• **Assignment**
Return every line of the data below word for word, including the punctuation.

• **Information supplied**
☆ ☆ ☆ ☆ ☆

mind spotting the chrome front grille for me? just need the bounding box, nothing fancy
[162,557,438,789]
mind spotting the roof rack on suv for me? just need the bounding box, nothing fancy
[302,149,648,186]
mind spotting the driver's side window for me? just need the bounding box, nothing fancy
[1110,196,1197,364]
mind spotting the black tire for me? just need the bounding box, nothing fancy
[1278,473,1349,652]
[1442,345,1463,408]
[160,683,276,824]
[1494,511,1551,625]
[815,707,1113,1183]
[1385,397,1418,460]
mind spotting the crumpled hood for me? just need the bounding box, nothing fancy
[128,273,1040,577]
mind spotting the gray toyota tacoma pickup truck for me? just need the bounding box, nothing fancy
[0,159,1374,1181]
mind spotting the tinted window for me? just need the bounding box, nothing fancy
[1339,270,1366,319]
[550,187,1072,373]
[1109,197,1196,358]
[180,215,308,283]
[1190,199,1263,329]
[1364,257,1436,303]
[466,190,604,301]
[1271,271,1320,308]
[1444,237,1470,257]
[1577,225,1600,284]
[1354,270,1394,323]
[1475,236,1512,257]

☆ ☆ ☆ ☆ ☆

• **Task output**
mind spotting the chrome front grille for me? just need the bounding box, nothing fancy
[162,557,438,789]
mind spotting the roof rack on suv for me? just need the bounding box, nothing fancy
[302,149,648,186]
mind spotting the driver's side window for me? just need the bounding box, nothing fancy
[1110,196,1197,364]
mind spotting the black tire for me? just need the bounding box, nothing fancy
[1278,473,1349,652]
[1442,345,1463,408]
[160,683,276,824]
[1494,511,1551,625]
[815,707,1113,1183]
[1385,397,1418,460]
mind spotting the crumpled hood for me? just need the bounding box, nothing fancy
[128,273,1040,577]
mind spotting the gray toyota tacoma pickup truck for me? just need the bounding box, nothing fancy
[0,159,1374,1181]
mind spotting the tinted window for me? just need the bounding box, nothing fancy
[1339,270,1366,319]
[550,187,1072,373]
[1109,197,1196,358]
[180,215,308,283]
[1190,199,1263,329]
[1364,257,1436,303]
[466,190,604,301]
[1271,271,1320,308]
[1444,237,1470,257]
[1577,225,1600,284]
[1354,270,1394,323]
[1475,236,1512,257]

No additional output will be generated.